■ **GIVEN INSTRUCTION**: Find every line in the records below that contains the string "bird", matching case exactly, and copy each of those lines.

■ **INPUT RECORDS**:
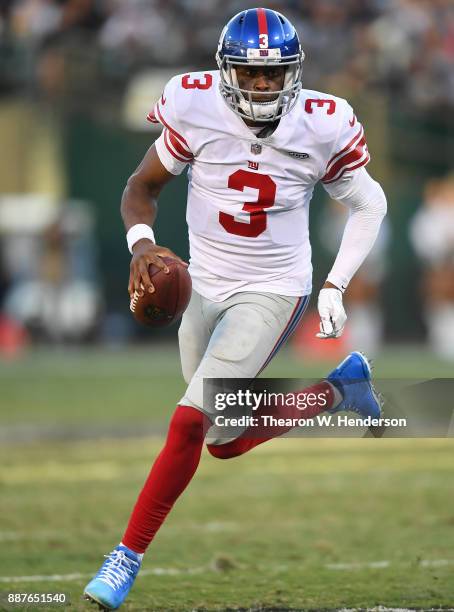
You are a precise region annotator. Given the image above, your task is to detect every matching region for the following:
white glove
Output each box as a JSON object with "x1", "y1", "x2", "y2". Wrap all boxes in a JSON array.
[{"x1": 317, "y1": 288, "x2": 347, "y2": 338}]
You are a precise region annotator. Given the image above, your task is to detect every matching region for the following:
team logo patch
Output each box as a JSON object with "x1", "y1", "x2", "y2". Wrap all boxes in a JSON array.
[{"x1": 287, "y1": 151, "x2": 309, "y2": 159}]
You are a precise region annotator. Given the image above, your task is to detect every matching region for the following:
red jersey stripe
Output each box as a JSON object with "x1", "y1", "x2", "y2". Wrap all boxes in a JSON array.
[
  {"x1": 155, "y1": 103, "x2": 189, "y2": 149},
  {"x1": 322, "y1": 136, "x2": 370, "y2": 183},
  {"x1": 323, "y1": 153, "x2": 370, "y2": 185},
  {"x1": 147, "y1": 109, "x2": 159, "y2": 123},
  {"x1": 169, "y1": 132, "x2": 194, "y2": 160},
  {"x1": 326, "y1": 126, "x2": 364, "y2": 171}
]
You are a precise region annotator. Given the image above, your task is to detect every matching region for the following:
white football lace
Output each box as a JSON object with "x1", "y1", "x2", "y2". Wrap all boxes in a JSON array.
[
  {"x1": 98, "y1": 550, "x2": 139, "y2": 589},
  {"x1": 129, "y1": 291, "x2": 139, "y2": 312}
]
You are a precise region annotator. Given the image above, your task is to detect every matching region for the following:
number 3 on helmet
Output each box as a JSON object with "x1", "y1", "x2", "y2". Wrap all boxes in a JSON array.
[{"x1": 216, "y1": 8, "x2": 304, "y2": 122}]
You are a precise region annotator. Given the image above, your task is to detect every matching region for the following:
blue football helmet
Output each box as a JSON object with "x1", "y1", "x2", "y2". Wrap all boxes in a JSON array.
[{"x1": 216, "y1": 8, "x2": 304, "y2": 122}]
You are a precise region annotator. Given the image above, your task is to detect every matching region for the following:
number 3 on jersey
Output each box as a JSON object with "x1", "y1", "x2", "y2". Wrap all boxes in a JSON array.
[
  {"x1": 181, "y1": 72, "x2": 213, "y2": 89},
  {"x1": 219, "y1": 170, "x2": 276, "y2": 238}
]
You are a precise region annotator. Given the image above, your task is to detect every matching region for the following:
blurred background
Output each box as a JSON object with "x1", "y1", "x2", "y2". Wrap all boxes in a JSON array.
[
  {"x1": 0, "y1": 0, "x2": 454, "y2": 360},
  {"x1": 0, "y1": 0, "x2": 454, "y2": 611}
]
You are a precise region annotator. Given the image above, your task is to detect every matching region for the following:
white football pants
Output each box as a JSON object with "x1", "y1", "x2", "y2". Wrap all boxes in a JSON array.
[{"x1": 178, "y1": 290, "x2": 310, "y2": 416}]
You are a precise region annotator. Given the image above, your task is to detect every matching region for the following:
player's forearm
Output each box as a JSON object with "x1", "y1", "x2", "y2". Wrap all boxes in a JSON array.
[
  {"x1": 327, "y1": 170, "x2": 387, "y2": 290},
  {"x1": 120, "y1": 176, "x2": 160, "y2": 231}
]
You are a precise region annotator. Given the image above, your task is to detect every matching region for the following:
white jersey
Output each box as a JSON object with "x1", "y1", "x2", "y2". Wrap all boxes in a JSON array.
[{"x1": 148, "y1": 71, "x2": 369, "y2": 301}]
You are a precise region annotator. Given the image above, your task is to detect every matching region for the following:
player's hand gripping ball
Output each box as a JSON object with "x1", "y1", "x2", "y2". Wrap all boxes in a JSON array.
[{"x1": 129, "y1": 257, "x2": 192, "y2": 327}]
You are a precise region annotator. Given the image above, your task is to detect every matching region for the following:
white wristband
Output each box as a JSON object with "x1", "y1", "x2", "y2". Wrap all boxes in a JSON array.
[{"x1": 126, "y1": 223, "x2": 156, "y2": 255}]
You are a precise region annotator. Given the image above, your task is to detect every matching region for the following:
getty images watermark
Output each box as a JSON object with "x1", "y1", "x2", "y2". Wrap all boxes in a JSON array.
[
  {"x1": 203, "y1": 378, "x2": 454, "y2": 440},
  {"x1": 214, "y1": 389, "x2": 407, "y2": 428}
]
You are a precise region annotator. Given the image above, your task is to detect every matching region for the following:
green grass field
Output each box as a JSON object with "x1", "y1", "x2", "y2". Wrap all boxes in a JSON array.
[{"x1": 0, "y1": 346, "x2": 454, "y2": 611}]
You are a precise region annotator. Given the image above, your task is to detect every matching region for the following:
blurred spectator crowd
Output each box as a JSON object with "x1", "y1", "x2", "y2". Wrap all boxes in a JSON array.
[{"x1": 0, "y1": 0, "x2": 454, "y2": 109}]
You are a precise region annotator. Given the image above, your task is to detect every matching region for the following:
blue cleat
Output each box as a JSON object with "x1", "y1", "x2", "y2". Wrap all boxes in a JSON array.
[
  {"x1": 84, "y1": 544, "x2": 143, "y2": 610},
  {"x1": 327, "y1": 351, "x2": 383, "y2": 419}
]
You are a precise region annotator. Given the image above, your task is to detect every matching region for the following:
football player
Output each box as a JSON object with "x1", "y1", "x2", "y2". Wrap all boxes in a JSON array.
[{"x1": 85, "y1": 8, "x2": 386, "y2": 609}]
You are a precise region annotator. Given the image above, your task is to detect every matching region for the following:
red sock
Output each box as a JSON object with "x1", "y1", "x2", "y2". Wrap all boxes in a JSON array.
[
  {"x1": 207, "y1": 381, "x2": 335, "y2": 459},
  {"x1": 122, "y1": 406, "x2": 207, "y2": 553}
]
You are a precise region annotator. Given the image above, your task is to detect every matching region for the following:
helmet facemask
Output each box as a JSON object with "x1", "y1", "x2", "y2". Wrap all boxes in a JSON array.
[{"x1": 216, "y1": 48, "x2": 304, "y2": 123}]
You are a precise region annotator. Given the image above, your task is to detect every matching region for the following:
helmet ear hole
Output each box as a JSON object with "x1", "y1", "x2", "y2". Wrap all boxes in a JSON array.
...
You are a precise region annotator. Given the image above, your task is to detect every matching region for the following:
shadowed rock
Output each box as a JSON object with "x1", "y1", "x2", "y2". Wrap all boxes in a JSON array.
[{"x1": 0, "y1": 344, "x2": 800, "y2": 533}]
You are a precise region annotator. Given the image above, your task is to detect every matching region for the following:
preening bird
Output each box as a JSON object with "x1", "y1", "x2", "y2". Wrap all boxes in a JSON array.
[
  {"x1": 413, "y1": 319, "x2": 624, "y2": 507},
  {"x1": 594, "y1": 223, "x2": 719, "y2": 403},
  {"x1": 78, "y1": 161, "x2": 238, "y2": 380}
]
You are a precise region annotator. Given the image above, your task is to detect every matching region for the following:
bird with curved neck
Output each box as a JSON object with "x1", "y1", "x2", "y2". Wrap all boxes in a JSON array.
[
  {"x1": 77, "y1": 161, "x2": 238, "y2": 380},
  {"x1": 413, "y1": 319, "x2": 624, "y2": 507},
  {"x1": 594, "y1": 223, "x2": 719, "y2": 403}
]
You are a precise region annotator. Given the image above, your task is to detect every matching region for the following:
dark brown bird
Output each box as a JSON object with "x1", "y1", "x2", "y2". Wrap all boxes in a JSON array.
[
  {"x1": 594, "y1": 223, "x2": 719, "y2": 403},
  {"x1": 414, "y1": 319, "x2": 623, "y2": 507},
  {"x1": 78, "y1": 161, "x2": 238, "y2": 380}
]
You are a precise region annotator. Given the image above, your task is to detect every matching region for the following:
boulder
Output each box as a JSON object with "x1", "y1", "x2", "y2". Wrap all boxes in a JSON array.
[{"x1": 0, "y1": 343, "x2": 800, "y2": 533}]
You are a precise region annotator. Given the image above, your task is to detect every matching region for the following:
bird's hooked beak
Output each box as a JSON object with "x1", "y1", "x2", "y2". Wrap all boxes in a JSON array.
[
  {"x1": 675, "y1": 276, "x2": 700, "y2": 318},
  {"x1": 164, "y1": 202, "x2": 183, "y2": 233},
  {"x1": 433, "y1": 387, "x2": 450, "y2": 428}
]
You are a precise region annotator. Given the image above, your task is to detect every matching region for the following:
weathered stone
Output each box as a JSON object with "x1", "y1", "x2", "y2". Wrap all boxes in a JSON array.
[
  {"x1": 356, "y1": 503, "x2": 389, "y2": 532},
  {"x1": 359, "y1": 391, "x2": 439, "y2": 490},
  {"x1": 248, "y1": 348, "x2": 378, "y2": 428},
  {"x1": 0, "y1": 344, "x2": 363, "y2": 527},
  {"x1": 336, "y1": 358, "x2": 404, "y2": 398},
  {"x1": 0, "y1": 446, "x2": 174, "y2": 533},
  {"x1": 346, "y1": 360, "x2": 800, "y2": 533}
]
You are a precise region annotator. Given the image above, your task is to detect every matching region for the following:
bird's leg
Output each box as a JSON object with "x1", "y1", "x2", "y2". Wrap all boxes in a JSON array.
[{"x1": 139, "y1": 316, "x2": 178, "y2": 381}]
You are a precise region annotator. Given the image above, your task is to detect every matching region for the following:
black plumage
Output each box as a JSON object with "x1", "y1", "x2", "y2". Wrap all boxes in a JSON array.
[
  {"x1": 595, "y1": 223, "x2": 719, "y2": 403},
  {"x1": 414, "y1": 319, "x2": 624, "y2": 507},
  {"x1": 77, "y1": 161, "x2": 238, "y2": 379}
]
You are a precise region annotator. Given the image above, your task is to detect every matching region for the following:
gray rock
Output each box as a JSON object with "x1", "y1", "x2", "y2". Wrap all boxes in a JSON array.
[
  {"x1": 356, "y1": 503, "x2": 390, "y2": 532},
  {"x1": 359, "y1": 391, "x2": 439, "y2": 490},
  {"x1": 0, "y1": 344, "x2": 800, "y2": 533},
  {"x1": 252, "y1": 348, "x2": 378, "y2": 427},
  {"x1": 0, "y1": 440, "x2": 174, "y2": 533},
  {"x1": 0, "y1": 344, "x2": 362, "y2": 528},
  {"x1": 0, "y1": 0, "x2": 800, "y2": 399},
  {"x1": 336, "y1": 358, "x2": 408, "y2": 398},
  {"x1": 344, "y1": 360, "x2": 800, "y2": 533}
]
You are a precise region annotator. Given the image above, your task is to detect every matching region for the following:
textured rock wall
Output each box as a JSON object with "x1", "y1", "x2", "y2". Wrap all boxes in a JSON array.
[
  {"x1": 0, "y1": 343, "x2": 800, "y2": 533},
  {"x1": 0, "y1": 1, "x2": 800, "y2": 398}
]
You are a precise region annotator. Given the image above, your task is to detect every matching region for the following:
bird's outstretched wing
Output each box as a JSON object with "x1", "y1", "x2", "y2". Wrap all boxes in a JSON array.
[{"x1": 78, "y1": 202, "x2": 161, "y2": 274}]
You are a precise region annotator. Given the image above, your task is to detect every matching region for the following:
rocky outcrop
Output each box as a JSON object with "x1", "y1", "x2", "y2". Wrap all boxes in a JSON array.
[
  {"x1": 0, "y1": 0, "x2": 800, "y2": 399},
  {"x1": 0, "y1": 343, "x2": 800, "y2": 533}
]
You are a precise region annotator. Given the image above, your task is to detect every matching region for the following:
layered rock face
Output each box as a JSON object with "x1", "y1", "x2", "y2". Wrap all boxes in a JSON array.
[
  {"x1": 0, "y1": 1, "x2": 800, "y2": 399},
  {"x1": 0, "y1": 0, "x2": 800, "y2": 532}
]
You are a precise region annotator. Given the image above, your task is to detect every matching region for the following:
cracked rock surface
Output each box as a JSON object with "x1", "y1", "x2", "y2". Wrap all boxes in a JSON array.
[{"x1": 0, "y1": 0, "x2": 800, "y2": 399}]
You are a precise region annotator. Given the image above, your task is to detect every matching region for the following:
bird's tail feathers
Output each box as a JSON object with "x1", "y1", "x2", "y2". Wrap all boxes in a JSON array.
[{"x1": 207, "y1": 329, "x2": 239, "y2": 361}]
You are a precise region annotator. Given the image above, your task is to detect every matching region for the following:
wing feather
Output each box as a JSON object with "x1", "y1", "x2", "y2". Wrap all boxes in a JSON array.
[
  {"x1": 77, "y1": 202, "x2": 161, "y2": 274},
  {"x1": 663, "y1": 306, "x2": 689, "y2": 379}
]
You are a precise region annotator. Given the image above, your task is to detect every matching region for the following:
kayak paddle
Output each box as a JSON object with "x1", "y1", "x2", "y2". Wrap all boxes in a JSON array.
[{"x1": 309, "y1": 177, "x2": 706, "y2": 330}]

■ **RESPONSE**:
preening bird
bird with curved neck
dark brown bird
bird's hooked beak
bird's leg
bird's outstretched wing
bird's tail feathers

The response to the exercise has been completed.